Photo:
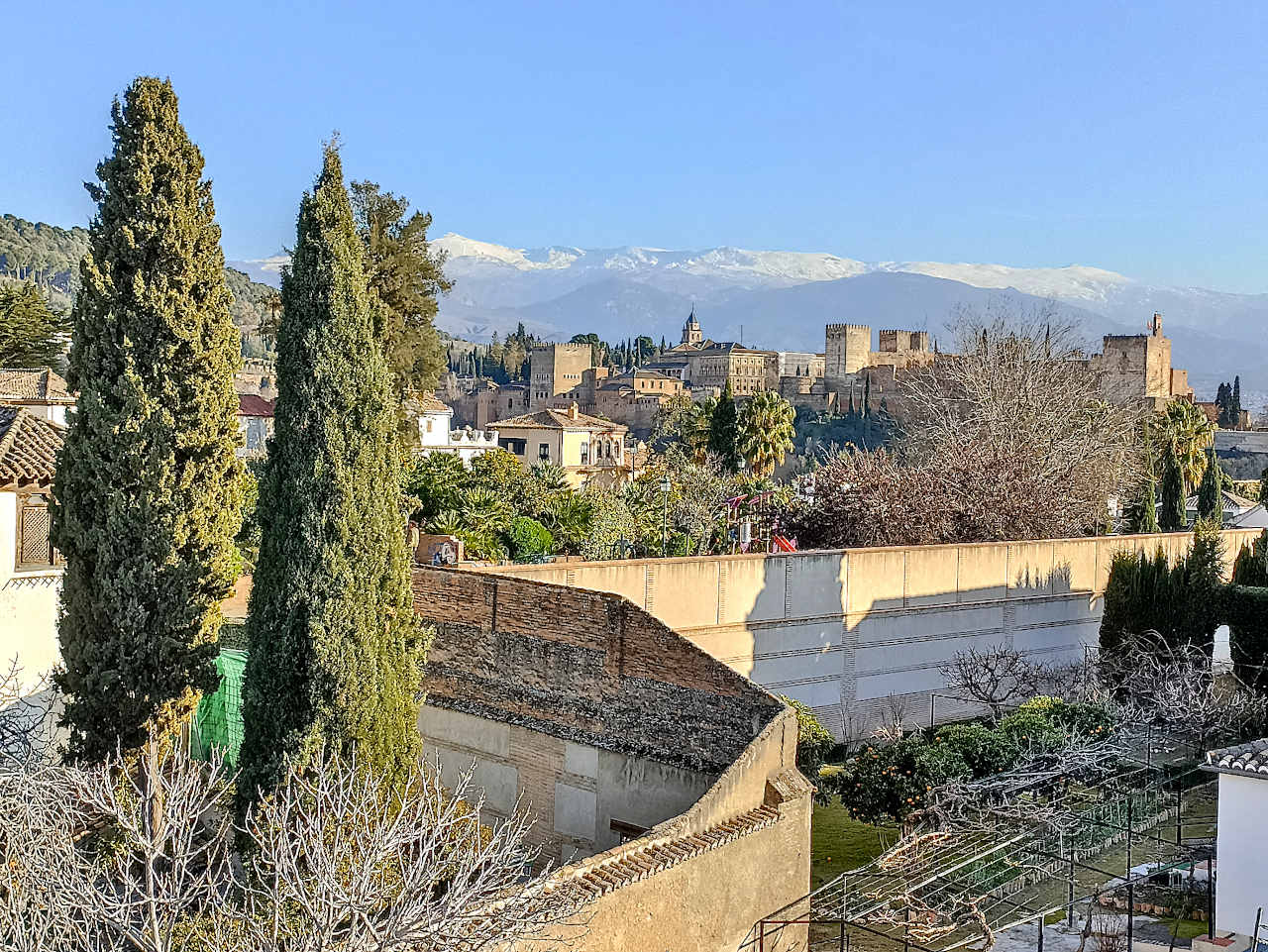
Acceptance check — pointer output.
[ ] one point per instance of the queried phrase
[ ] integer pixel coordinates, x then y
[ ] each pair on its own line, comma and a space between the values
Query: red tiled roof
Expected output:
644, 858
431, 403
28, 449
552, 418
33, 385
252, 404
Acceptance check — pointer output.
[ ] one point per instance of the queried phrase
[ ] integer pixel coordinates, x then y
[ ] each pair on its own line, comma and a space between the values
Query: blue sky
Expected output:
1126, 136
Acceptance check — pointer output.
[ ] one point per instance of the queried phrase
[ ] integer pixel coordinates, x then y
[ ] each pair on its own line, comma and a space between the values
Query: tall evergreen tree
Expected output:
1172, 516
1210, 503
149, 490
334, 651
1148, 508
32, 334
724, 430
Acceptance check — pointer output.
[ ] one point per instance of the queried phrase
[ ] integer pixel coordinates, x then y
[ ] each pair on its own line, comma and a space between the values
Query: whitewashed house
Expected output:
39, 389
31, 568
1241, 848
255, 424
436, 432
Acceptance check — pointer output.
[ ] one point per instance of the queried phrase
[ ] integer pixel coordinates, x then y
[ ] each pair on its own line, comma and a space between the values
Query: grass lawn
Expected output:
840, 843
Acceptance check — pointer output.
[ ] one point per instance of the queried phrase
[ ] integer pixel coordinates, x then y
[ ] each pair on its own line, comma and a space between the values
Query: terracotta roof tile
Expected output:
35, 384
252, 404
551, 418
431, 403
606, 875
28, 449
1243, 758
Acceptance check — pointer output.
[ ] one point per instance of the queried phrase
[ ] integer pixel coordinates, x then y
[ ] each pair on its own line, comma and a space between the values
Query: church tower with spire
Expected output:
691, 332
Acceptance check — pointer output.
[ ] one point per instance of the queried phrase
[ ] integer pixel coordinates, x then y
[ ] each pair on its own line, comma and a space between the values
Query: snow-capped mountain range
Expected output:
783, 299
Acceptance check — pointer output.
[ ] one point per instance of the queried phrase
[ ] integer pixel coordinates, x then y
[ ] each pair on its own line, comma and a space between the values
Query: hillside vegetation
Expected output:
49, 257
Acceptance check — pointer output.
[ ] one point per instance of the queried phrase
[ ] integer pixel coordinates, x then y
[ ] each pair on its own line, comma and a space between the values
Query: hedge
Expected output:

----------

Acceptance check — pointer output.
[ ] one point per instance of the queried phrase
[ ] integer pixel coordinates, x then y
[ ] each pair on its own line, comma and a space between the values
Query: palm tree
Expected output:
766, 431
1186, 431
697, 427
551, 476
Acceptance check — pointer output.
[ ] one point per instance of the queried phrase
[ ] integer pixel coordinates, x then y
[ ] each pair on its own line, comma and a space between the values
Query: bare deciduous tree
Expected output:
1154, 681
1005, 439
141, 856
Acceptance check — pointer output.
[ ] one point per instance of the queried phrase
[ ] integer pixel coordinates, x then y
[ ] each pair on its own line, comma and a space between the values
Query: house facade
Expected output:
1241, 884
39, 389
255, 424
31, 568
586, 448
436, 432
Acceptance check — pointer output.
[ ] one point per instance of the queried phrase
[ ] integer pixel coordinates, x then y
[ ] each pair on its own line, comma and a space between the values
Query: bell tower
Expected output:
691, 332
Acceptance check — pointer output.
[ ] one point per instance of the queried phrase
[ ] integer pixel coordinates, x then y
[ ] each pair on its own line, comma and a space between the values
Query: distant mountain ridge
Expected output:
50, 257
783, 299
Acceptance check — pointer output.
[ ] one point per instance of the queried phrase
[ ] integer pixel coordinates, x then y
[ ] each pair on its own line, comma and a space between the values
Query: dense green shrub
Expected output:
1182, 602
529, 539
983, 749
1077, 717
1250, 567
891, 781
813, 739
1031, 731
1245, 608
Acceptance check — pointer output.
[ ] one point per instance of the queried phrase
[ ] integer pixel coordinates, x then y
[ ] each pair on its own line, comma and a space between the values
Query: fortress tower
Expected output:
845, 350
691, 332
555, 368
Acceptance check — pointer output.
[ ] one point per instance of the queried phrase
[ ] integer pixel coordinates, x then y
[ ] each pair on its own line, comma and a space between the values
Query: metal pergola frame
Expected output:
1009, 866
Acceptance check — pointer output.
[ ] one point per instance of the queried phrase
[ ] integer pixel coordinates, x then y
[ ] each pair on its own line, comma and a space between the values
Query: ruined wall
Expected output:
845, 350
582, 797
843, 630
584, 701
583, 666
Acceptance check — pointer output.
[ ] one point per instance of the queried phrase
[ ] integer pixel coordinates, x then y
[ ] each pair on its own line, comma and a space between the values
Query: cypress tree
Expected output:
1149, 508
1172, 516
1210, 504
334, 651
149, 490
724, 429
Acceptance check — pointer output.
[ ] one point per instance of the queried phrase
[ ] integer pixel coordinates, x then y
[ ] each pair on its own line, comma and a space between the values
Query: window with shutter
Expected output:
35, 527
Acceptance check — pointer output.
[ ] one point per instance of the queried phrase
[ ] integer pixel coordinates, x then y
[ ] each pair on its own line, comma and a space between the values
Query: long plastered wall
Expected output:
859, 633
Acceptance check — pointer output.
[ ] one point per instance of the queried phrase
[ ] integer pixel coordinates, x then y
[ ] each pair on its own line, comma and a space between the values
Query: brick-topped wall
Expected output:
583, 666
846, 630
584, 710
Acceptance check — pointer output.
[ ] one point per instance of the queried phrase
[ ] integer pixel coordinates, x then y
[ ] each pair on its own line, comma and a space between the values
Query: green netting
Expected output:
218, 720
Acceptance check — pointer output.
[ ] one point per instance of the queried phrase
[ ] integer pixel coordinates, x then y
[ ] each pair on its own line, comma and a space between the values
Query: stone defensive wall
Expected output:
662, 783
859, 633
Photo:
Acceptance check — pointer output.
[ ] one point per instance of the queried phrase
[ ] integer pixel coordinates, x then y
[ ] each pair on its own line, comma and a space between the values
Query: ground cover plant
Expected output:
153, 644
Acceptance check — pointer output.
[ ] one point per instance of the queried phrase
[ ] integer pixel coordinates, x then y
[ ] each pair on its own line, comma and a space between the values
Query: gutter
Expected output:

----------

» **Task directions**
The string "tower" marks the lines to copy; report each of them from the data above.

» **Problem solution**
Query: church tower with spire
Query: bell tower
Query: fortress tower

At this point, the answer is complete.